## Start RECORDS SHOWN
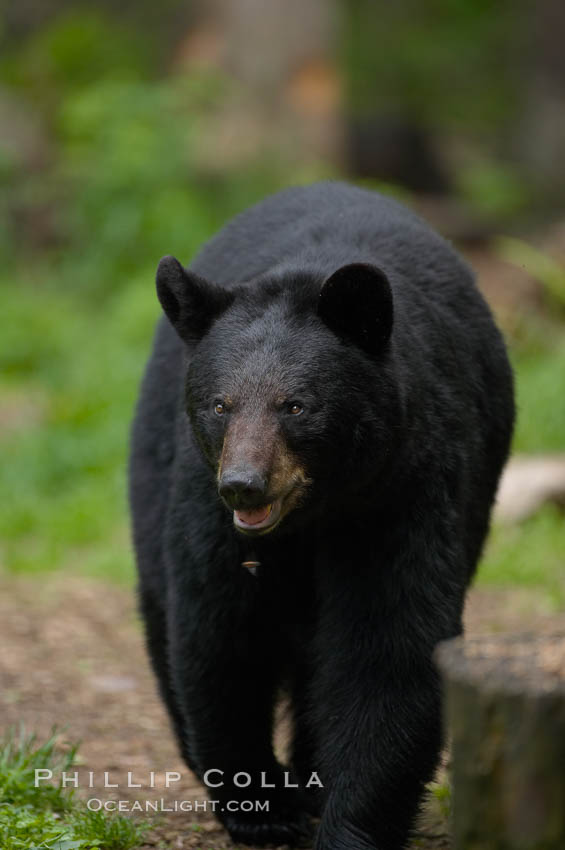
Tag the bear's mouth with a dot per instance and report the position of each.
(259, 520)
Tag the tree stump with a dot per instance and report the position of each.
(505, 706)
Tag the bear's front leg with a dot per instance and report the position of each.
(378, 696)
(224, 668)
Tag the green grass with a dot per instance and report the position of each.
(530, 555)
(49, 817)
(71, 365)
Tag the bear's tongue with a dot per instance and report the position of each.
(254, 517)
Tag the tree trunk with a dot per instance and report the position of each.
(505, 706)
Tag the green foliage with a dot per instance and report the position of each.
(48, 817)
(120, 186)
(20, 756)
(531, 554)
(538, 264)
(448, 63)
(540, 371)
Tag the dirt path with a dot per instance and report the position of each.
(72, 655)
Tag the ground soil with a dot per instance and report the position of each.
(72, 654)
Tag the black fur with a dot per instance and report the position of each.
(407, 403)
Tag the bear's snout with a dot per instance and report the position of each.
(243, 488)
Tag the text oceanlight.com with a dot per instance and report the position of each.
(95, 804)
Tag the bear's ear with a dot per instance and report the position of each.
(356, 303)
(190, 302)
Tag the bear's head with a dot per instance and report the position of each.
(290, 386)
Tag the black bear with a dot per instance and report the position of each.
(316, 450)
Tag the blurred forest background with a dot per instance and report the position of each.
(133, 130)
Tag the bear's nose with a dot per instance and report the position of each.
## End RECORDS SHOWN
SET TASK:
Lay out every line of the entries above as a numbered list, skipping any blank lines. Leave the pictures out.

RESULT OF THIS EXERCISE:
1. Tag the bear's mouth with a dot per instance and report the position of each.
2. (259, 520)
3. Tag the tree stump with a dot per instance and report the position of each.
4. (505, 706)
5. Tag the bear's front leg with a dot per instance and report the position of each.
6. (378, 696)
7. (224, 668)
8. Tag the green grass with a dot per instance and report the position of each.
9. (530, 555)
10. (49, 817)
11. (71, 365)
12. Tag the bear's tongue with a dot per instance and report the position of each.
13. (254, 517)
14. Tag the tree trunk with a dot per instance and report the position of each.
15. (505, 706)
16. Tag the green foliage with a dot per instance and report the position of each.
17. (48, 817)
18. (120, 186)
19. (20, 756)
20. (531, 554)
21. (538, 264)
22. (448, 63)
23. (540, 371)
24. Tag the dirt path with a dot per instance and report the position of each.
25. (72, 655)
26. Tag the ground soil with a dot per instance and report the position of each.
27. (72, 654)
28. Tag the black fur with a dot per instance and report the position of each.
29. (407, 403)
30. Tag the bear's snout with a dot per instance and report the position of each.
31. (243, 488)
32. Tag the text oceanlight.com with a dot per instance and report the position of each.
33. (95, 804)
34. Tag the bear's ear with a dot per instance and report the position of each.
35. (356, 303)
36. (190, 302)
37. Tag the bear's head with a dot per instance and report the position of each.
38. (290, 386)
39. Tag the black bear with a dot per instance and report the position of each.
40. (316, 450)
41. Tag the blurred forest background with a dot per instance and report the position of each.
42. (133, 130)
43. Tag the bear's nose with a dot per instance and report the position of each.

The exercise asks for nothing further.